▶ [GIVEN TASK] Turn every line of the material below into a JSON list of strings, one string per line, and leave out any blank lines.

▶ [DATA PROVIDED]

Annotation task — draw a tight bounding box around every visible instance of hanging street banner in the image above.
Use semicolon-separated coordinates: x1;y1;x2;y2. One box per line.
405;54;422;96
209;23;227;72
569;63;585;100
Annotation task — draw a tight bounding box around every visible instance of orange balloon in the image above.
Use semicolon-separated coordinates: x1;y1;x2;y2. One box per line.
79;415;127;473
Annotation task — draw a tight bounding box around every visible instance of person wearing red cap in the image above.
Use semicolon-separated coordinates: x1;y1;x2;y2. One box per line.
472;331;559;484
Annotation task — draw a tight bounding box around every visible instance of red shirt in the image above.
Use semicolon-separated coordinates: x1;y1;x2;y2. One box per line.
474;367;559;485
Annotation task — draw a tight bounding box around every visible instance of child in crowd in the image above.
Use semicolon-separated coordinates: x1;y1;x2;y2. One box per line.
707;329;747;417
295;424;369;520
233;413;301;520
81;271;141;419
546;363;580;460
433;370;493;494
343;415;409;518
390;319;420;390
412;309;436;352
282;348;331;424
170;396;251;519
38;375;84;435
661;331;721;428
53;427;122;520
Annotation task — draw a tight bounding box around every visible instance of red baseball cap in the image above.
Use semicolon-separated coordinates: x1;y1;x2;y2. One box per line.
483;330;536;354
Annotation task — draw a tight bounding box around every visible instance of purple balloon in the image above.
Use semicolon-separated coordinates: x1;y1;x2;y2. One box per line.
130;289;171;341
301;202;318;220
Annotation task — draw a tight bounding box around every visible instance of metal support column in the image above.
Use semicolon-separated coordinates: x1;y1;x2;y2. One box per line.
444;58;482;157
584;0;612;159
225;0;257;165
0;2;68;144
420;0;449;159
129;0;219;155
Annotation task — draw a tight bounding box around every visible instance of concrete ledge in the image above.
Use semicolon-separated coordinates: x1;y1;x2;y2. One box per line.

▶ [SOLUTION BELOW]
[
  "Annotation task — draw a tight bounding box around every visible instance of hanging street banner in the image above.",
  "Use semicolon-separated coordinates: x1;y1;x2;y2. One box per line.",
  "405;54;422;96",
  "209;23;227;72",
  "569;63;585;100",
  "Annotation task — draw a tight bounding box around every visible instance of orange balloon in the image above.",
  "Use semicolon-separated coordinates: x1;y1;x2;y2. One box per line.",
  "79;415;127;473",
  "Annotation task — draw a tight bounding box around every visible instance of person wearing red cap in the image above.",
  "Use semicolon-separated coordinates: x1;y1;x2;y2. One box per line.",
  "472;331;559;484",
  "Annotation task — draw a tight bounding box around every visible instance of red shirt in the image above.",
  "Use semicolon-separated coordinates: x1;y1;x2;y2. One box per line.",
  "474;367;559;485",
  "Annotation task — draw a tight bounding box around every visible instance of child in crowd in the image above.",
  "Use semicolon-separated coordinates: x1;y1;x2;y2. One box per line.",
  "707;329;747;417",
  "295;424;369;520",
  "233;413;301;520",
  "81;271;141;419",
  "546;363;580;460",
  "433;370;493;494",
  "343;415;409;518",
  "390;319;420;390",
  "412;309;436;352",
  "282;348;331;424",
  "170;396;251;519",
  "38;375;84;435",
  "661;331;721;428",
  "53;427;122;520",
  "Annotation task — draw a tight bounding box around every visible instance of red baseball cap in the image above.",
  "Use semicolon-separated coordinates: x1;y1;x2;y2. One box per line.",
  "483;330;536;354",
  "Annotation task — draw a tight bounding box around every visible instance of purple balloon in the image above.",
  "Use semicolon-separated coordinates: x1;y1;x2;y2. One box per line.",
  "130;289;171;341",
  "301;202;318;220",
  "Annotation task — draw a tight bounding box around every visible instance of metal support column in the image above.",
  "Use semicolon-separated coordinates: x1;y1;x2;y2. One box per line.",
  "444;58;482;157",
  "584;0;612;159",
  "225;0;257;165",
  "0;2;68;144",
  "420;0;449;159",
  "129;0;219;155",
  "Annotation task — draw a tight bounding box around every visible instance of concrete ledge in the image above.",
  "Use semicolon-separated coordinates: x1;y1;x2;y2. One box per line."
]